→ DOCUMENTO

Bradbury ci prova e arriva terzo proprio dietro ad Ohno e Gagnon, ma non basta per guadagnarsi le semifinali. L'addio all'ultimo sogno più grande però viene rimandato: c'è la squalifica del canadese e Bradbury sale al 2° posto che vale la semifinale. Una sfida ulteriormente proibitiva, sempre per la caratura di atleti che lo sovrastano, ma il destino questa volta sembra volergli strizzare l'occhio e aiutarlo: Kim Dong-Sung, Mathieu Turcotte e Li Jiajun cadono durante la gara, Satoru Terao viene squalificato. E Steven Bradbury viene catapultato in finale.
Cosa accadde in finale lo sappiamo tutti, in una sequenza epocale documentata in modo anche irriverente da centinaia di filmati diventi epici: Bradbury è subito in difficoltà, ultimo dopo i primi giri. Ma proprio quando tutto appare perduto e non resta che lo consolazione di averci provato, all’ultima curva accade l'incredibile: Li Jiajun perde aderenza sul ghiaccio e cade. Mentre scivola trascina a sè tutti gli altri atleti in gara che stavano lottando per le medaglie. Il ritardo in pista di Bradbury si trasforma in una incredibile arma vincente: è lui che taglia il traguardo per l’oro olimpico, il primo in assoluto dell’Australia ai Giochi invernali. L'ultimo uomo rimasto in piedi, una frase che in futuro trasformerà in un vero e proprio marchio di fabbrica.
"Mi piace guardare la caduta degli altri", ricorderà più avanti rivivendo la finale.

→ DATI FORNITI
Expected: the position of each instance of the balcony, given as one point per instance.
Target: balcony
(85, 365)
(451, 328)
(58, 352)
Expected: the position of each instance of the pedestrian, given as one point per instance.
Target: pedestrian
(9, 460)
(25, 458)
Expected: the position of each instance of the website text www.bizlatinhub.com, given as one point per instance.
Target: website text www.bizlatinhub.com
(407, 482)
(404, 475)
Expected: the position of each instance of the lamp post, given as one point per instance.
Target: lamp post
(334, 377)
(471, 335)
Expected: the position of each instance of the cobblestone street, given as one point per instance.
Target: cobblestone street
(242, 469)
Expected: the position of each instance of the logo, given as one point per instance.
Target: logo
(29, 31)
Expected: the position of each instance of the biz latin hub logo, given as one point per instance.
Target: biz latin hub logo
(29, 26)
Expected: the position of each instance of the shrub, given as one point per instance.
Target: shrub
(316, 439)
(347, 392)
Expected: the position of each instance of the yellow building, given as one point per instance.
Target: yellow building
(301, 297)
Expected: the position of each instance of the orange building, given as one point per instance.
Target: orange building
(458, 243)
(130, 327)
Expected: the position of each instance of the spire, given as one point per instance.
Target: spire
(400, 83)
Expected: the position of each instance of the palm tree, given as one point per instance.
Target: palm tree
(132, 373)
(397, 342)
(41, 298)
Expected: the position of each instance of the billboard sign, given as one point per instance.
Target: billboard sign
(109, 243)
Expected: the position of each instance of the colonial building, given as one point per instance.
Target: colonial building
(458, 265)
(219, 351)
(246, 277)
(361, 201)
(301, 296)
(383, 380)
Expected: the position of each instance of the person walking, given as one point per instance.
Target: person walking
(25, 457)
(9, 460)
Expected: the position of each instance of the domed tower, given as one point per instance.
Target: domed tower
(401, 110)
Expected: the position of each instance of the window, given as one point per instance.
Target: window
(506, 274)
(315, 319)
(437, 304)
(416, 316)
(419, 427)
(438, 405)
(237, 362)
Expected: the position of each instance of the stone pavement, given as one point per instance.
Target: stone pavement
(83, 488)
==
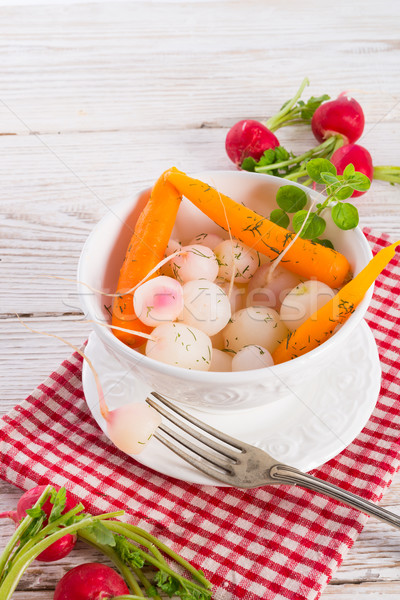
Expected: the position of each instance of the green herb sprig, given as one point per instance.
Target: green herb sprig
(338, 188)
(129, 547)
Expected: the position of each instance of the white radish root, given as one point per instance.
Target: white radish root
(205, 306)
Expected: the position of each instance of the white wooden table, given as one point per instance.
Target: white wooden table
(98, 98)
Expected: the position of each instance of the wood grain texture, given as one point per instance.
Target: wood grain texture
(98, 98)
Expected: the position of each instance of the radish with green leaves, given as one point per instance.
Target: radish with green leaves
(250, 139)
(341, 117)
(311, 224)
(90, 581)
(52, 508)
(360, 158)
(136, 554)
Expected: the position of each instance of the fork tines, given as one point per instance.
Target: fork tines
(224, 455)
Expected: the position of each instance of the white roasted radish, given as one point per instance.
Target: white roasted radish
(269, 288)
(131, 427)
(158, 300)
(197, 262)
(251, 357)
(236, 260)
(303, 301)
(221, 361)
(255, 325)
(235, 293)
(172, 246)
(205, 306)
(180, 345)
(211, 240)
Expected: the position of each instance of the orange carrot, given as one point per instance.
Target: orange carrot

→ LE CONSEGNE
• 1. Rispondi a queste domande sul documento dedicato a Steven Bradbury:
(a) Quale atleta viene squalificato nella semifinale?
(b) Quale atleta perde aderenza sul ghiaccio all'ultima curva della finale?
(c) Quale primato rappresenta per l'Australia l'oro vinto da Bradbury?
• 2. Riscala una parte delle voci: parti dalla riga che contiene "Expected: the position of each instance of the wood" e fermati dopo quella che contiene "Target: orange carrot", entrambe incluse. Riscrivi soltanto queste righe, richieste comprese, moltiplicando per 2,55 ogni coordinata delle risposte e arrotondando all'intero, con le metà per eccesso.
Il documento e le voci sono materiali distinti tra loro.

→ RISULTATI PER CONSEGNA
• 1.
(a) Satoru Terao.
(b) Li Jiajun.
(c) È il primo oro olimpico in assoluto dell'Australia ai Giochi invernali.

• 2.
Expected: the position of each instance of the wood grain texture, given as one point per instance.
Target: wood grain texture
(250, 250)
Expected: the position of each instance of the radish with green leaves, given as one point per instance.
Target: radish with green leaves
(638, 354)
(870, 298)
(793, 571)
(230, 1482)
(133, 1295)
(918, 403)
(347, 1413)
Expected: the position of each instance of the fork tines, given as one point per instance.
Target: fork tines
(571, 1160)
Expected: the position of each instance of the white roasted radish, given as one point per instance.
Target: white roasted radish
(686, 734)
(334, 1089)
(403, 765)
(502, 668)
(640, 910)
(602, 663)
(773, 768)
(564, 921)
(650, 829)
(599, 747)
(439, 627)
(523, 780)
(459, 880)
(538, 612)
Expected: the position of each instance of the orange carrot, given as one point per instance.
Target: orange carrot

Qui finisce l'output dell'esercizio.